Discalceation means "removal of footwear". The nuns in the Carmelite reform convents erected by Teresa of Ávila abstained from wearing shoes, and were therefore indicated as discalced. She and St. John of the Cross were the founders of the Discalced Carmelites.

The origins of discalceation lie in Exodus 3:5, where God tells Moses: "Take off your sandals, for the place where you are standing is holy ground".

A separate custom in Biblical times of taking off only one shoe as part of a socially witnessed contract is referred to in Ruth 4:7 and Deuteronomy 25:9:

==History==
After the various modifications of the Rule of Saint Francis, the Observants (who existed as an independent branch of the Franciscan Order before 1897) adhered to the custom of going unshod. The Minim friars and Capuchins followed in this practice. The Discalced Franciscans of Spain (known as Alcantarines, who formed a distinct branch of the Franciscan Order before 1897) went without footwear of any kind. The followers of St. Clare of Assisi at first went barefoot, but later came to wear sandals and shoes.

- _Actions to take_:
a. Reproduce, word for word, the part of the passage on discalceation that opens with the words containing "The origins of" and closes with "sandals and shoes.".
b. According to the passage on discalceation, which biblical verse is the origin of the practice?

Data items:
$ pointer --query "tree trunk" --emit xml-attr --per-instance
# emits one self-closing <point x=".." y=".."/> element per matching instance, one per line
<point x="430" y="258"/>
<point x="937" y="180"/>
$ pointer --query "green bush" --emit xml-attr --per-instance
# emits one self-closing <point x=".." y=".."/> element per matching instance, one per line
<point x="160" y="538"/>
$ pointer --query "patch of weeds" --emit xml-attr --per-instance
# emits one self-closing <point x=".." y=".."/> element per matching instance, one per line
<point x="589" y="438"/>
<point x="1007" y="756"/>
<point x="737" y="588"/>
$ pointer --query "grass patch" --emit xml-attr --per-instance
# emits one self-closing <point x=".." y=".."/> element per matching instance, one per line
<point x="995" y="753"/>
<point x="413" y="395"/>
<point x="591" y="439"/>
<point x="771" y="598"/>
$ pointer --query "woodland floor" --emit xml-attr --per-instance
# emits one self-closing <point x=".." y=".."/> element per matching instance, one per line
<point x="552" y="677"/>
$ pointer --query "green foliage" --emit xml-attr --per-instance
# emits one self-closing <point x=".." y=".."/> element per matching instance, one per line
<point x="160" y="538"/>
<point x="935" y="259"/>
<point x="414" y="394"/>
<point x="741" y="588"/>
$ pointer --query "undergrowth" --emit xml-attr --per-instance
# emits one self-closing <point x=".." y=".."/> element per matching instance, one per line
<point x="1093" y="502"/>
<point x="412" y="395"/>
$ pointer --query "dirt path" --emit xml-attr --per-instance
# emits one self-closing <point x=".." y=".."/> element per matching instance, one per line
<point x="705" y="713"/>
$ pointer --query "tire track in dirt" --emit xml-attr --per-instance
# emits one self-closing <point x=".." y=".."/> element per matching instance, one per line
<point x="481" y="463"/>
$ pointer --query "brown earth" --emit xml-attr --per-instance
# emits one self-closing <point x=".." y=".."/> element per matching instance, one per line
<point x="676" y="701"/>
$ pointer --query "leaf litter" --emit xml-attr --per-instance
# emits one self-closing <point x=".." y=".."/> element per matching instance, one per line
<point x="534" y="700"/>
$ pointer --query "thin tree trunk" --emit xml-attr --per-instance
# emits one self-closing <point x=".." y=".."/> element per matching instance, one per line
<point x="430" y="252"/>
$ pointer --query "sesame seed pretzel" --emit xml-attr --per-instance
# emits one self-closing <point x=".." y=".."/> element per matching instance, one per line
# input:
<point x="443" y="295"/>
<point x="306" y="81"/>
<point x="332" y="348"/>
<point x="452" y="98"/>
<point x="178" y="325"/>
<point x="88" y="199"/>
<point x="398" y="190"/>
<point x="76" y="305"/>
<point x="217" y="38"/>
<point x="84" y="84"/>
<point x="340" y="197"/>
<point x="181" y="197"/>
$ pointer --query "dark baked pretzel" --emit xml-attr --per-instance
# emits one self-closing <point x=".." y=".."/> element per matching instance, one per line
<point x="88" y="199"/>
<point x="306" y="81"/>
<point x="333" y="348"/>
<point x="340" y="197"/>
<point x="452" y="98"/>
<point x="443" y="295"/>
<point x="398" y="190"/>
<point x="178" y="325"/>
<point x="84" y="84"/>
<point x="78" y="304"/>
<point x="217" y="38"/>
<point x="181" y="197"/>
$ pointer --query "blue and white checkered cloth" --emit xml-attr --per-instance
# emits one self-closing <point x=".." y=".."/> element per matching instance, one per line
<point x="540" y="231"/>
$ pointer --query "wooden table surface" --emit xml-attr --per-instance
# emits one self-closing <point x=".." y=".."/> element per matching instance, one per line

- _Responses in order_:
a.
The origins of discalceation lie in Exodus 3:5, where God tells Moses: "Take off your sandals, for the place where you are standing is holy ground".

A separate custom in Biblical times of taking off only one shoe as part of a socially witnessed contract is referred to in Ruth 4:7 and Deuteronomy 25:9:

==History==
After the various modifications of the Rule of Saint Francis, the Observants (who existed as an independent branch of the Franciscan Order before 1897) adhered to the custom of going unshod. The Minim friars and Capuchins followed in this practice. The Discalced Franciscans of Spain (known as Alcantarines, who formed a distinct branch of the Franciscan Order before 1897) went without footwear of any kind. The followers of St. Clare of Assisi at first went barefoot, but later came to wear sandals and shoes.

b. Exodus 3:5